DIRECTIONS: Write out the entries exactly, pictures excluded.

[Referring expression pointing data]
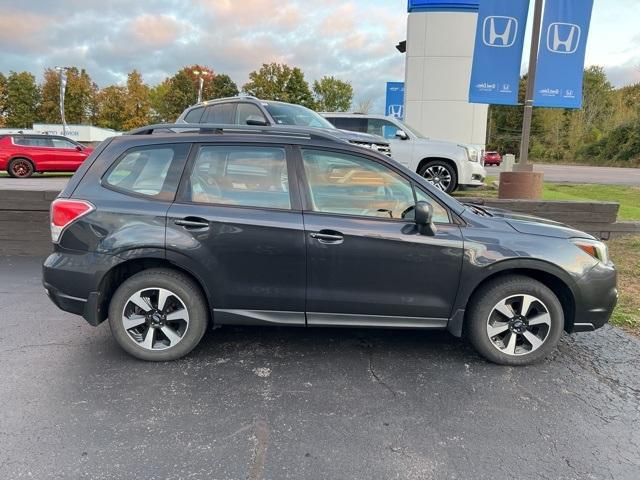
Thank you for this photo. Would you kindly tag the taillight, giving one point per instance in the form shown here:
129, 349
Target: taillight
64, 212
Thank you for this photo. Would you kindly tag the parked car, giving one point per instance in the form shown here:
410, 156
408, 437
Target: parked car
247, 110
23, 155
446, 165
492, 158
167, 233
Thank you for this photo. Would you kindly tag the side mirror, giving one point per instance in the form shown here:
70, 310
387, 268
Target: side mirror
424, 218
402, 135
256, 120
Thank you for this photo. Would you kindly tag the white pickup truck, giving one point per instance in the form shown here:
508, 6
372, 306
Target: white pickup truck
447, 165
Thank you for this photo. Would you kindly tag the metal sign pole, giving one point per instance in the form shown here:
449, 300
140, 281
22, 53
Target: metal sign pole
523, 165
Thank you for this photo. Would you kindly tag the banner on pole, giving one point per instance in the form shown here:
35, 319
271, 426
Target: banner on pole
395, 100
563, 41
497, 56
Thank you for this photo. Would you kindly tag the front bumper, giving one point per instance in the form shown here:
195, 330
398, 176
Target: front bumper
598, 297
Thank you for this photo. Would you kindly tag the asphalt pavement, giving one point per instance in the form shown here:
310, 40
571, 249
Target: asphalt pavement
253, 403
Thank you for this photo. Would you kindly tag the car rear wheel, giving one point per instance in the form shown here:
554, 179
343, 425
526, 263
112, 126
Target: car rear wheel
514, 320
20, 168
441, 175
158, 315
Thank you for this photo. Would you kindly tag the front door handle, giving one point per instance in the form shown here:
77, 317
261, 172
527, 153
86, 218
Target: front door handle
193, 223
328, 236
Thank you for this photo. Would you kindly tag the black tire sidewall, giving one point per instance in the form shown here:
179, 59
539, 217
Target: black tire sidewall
181, 285
10, 168
454, 177
485, 299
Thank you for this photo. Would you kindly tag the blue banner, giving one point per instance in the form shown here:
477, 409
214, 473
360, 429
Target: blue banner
395, 100
442, 5
563, 41
497, 56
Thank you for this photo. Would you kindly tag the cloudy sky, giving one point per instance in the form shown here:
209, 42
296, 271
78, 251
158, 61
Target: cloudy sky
353, 40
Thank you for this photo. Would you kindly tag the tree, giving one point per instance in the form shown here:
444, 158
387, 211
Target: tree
332, 95
280, 82
157, 100
111, 105
3, 97
22, 98
136, 107
80, 97
222, 86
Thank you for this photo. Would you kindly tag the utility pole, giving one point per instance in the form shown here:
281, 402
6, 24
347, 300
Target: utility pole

WORKED SOLUTION:
Thank you for this photo. Would you kindly tag the taillight, giving one point per instance in the form shown here:
129, 349
Target: taillight
64, 212
Thank you for this photo. Would you kindly tag the parked car, giving one point per instance in the form shown here:
410, 156
408, 437
Target: parked car
247, 110
23, 155
446, 165
492, 158
167, 233
Thank you for this photo. Would you kindly tag the side mirror, giving one point per instance in the form shown here:
70, 310
387, 268
Target: side mirror
424, 218
402, 135
256, 120
Thank you for this photo. Would you kindly tag the white pickup truck, giving one point per instance in the form shown here:
508, 6
372, 306
Target: white pickup truck
447, 165
Thank you for this photo. Would you kindly tag the metal sign pole, giving one point per instance in the form shown here:
449, 300
140, 281
22, 53
Target: metal sign pole
523, 165
Thank you for this photo. Would you kindly tag the banner on pole, giving one point per instance in the form shown here:
35, 319
271, 426
Target: banner on pole
395, 100
563, 41
497, 56
Thank you for this photo. Would you kindly tag the front bumper, giving one point per instance in the form shown here:
195, 330
398, 176
Target: front bumper
598, 297
Thank you for this photo. Would you kindly tag the asphalt pavement, giving one point per instance in the form shown here:
310, 40
571, 249
Target: asphalt pavement
253, 403
Thank you for this photo. Would you kindly tag the car rear wheel, giving one point per instance in the form shown here:
554, 179
343, 425
526, 263
112, 126
Target: car rear wheel
514, 320
20, 168
441, 175
158, 315
Thank you for this photo. Would you kindly tag the front door handle, giving one point per instance in the form shown here:
77, 317
261, 172
527, 153
86, 218
Target: front door handle
193, 223
328, 236
Thank you for this photo. Would you kindly tag the black tire sidewall, giving one point per instance in the form shown here:
179, 59
539, 217
Target: black tire sidewall
181, 285
10, 168
454, 177
485, 299
Thank you for this photo. Would you kindly tag the blue banner, giving one point per instance in the form shown here:
477, 409
214, 473
360, 429
Target: blue banner
395, 100
442, 5
563, 41
497, 56
Thank you for this photo. Would you kindly tag the cloudy sky, giving one point per instance in the form shown here:
209, 42
296, 271
78, 251
158, 61
Target: cloudy sky
353, 40
Thank you for this photo. Would you kindly tag the tree, giving one point per instance in the form shown here:
444, 158
387, 211
Target: tree
332, 95
280, 82
157, 100
111, 105
3, 97
22, 98
136, 107
80, 97
222, 86
Thank you for this photo. Would you kindly tag the utility pole, giving one point per instance in the form shown here:
281, 402
6, 24
347, 300
Target: utility pole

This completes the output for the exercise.